DEINE ANWEISUNGEN |
Schreib aus dem Gerichtstext über den Missbrauch einer wehrlosen Person den Abschnitt von „Nach den Feststellungen“ bis „begründen (US 6 f).“ wortgetreu ab.

:: TEXT ZUM LESEN

Nach den Feststellungen des Erstgerichts haben die Angeklagten in der Nacht auf den 29. April 2007 in Schwoich mit Christina L***** mehrfach den Geschlechtsverkehr vollzogen. Eine an diesem Abend aufgenommene „Videosequenz" zeige, wie „die apathische L***** von den Angeklagten vom Tisch zu einer Liege gebracht wird". Im Moment der Aufnahme sei sie, „unfähig zu gehen und alkoholbedingt stark beeinträchtigt" (US 6).
Dass Christina L***** im Moment des Geschlechtsverkehrs - jeweils - alkoholbedingt voll berauscht und deswegen unfähig gewesen wäre, die Bedeutung des Vorgangs einzusehen oder sich nach dieser Einsicht zu verhalten, konnten die Tatrichter - explizit - nicht feststellen (US 4). Im Rahmen der Beweiswürdigung führten sie hiezu aus, die Angaben der Zeugin L***** wären nicht geeignet, die Feststellung ihrer Zurechnungsunfähigkeit zu begründen (US 6 f).
Wie die Beschwerdeführerin - nominell unter dem Nichtigkeitsgrund der Z 5, der Sache nach einen Rechtsfehler im Sinn der Z 9 lit a des § 281 Abs 1 StPO geltend machend - zutreffend vorbringt, stellt der Tatbestand des sexuellen Missbrauchs einer wehrlosen oder psychisch beeinträchtigten Person nach § 205 Abs 1 StGB - entgegen der offenbar vom Erstgericht vertretenen Rechtsmeinung - gar nicht darauf ab, dass das Opfer infolge voller Berauschung zurechnungsunfähig gewesen wäre. Nach § 205 Abs 1 StGB ist zu bestrafen, wer eine wehrlose Person oder eine Person, die wegen einer Geisteskrankheit, wegen Schwachsinns, wegen einer tiefgreifenden Bewusstseinsstörung oder wegen einer anderen schweren, einem dieser Zustände gleichwertigen seelischen Störung unfähig ist, die Bedeutung des Vorgangs einzusehen oder nach dieser Einsicht zu handeln, unter Ausnützung dieses Zustands dadurch missbraucht, dass er an ihr eine geschlechtliche Handlung vornimmt. Wehrlos im Sinn des ersten Falles des § 205 Abs 1 StGB ist, wer - etwa auch infolge Alkoholgenusses (Hinterhofer in SbgK § 205 Rz 23; EvBl 1998/100) - widerstandsunfähig ist. Widerstandsunfähigkeit liegt vor, wenn ein Widerstand für die betroffene Person unmöglich, aussichtslos oder unzumutbar ist.

::::
:: DATENAUSZUG

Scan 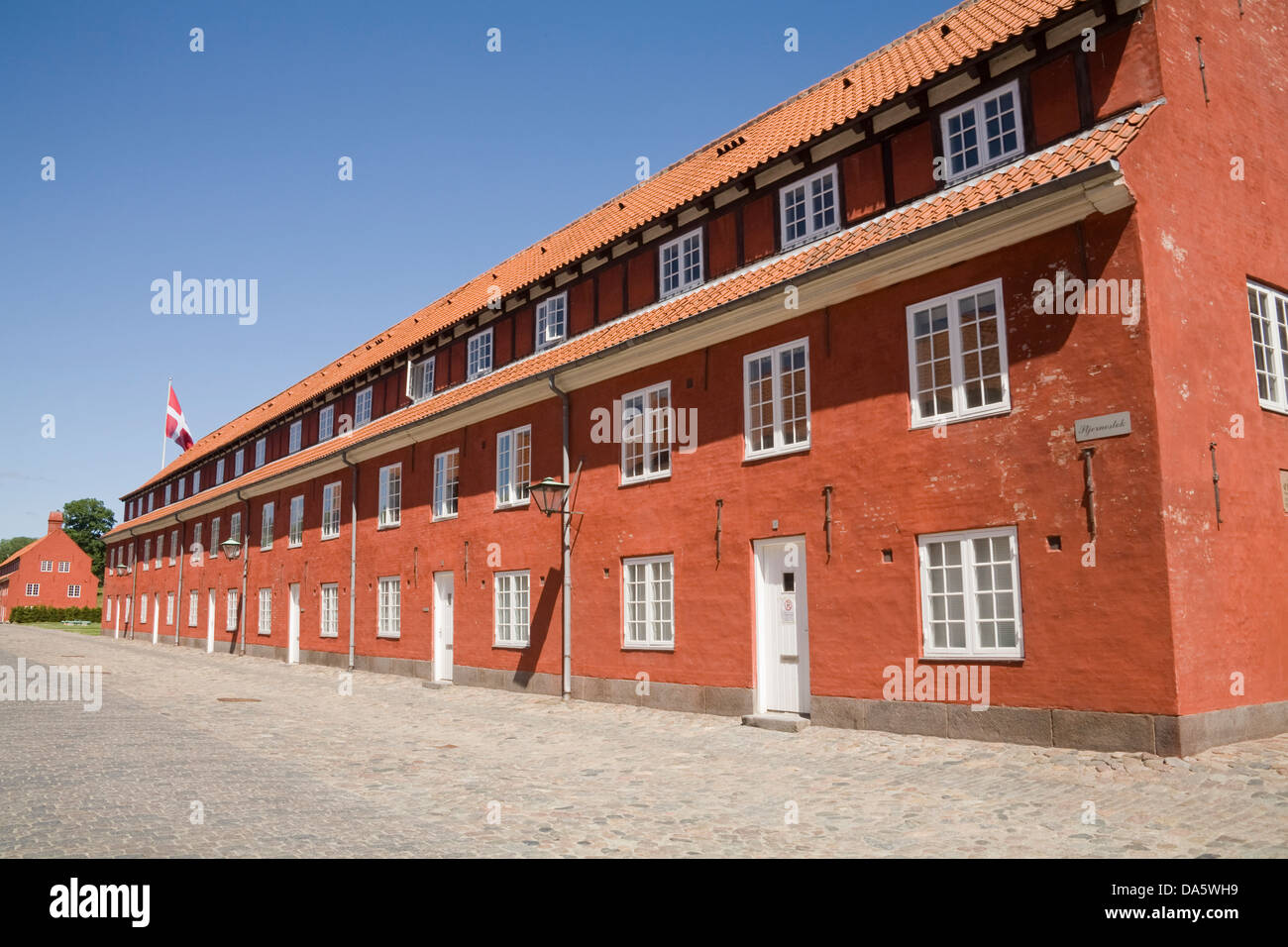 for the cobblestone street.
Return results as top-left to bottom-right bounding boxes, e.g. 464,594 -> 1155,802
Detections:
0,625 -> 1288,857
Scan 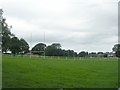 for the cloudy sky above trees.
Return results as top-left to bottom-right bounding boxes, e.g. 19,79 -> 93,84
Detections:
0,0 -> 118,52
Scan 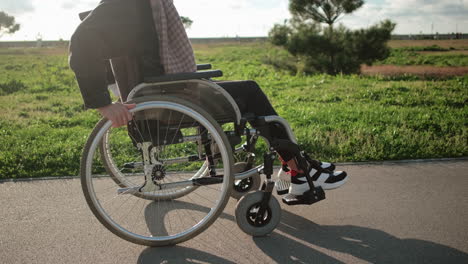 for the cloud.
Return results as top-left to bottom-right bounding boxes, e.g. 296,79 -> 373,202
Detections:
340,0 -> 468,34
0,0 -> 35,15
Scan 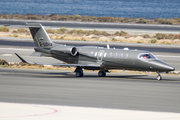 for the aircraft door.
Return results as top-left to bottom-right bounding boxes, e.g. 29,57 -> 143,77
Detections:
97,50 -> 104,61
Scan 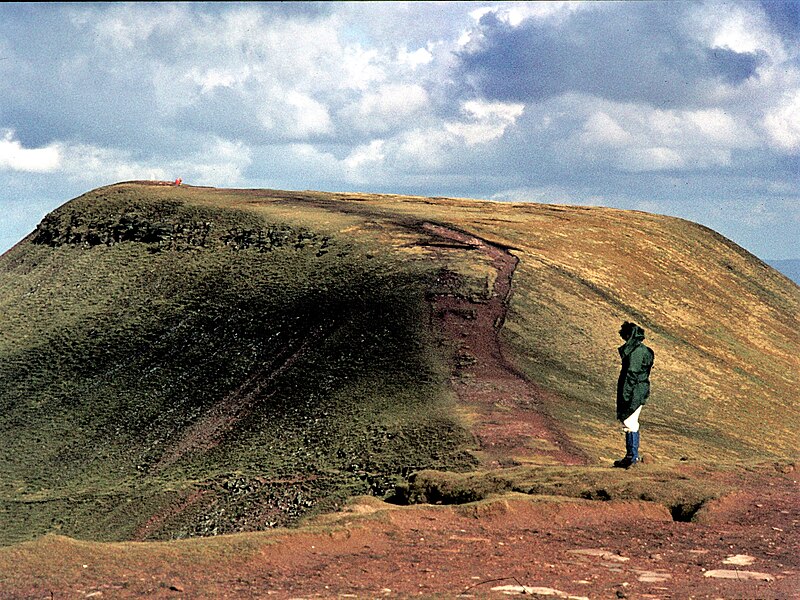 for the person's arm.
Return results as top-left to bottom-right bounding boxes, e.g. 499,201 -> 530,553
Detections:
622,346 -> 646,402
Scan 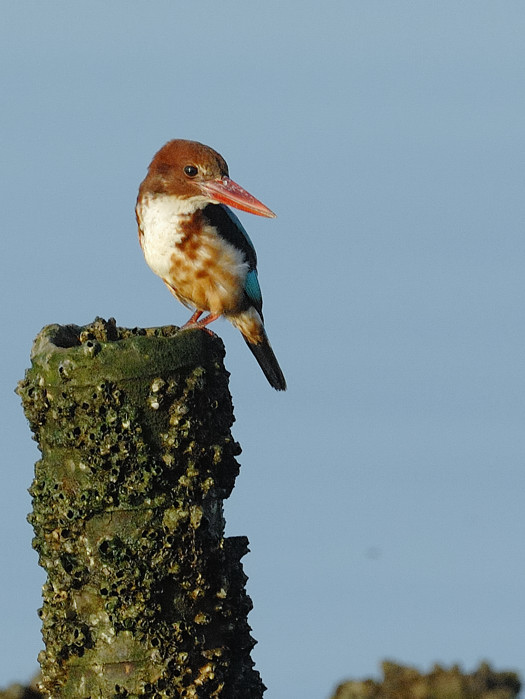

::::

LÖSUNG DER AUFGABE |
Nach den Feststellungen des Erstgerichts haben die Angeklagten in der Nacht auf den 29. April 2007 in Schwoich mit Christina L***** mehrfach den Geschlechtsverkehr vollzogen. Eine an diesem Abend aufgenommene „Videosequenz" zeige, wie „die apathische L***** von den Angeklagten vom Tisch zu einer Liege gebracht wird". Im Moment der Aufnahme sei sie, „unfähig zu gehen und alkoholbedingt stark beeinträchtigt" (US 6).
Dass Christina L***** im Moment des Geschlechtsverkehrs - jeweils - alkoholbedingt voll berauscht und deswegen unfähig gewesen wäre, die Bedeutung des Vorgangs einzusehen oder sich nach dieser Einsicht zu verhalten, konnten die Tatrichter - explizit - nicht feststellen (US 4). Im Rahmen der Beweiswürdigung führten sie hiezu aus, die Angaben der Zeugin L***** wären nicht geeignet, die Feststellung ihrer Zurechnungsunfähigkeit zu begründen (US 6 f).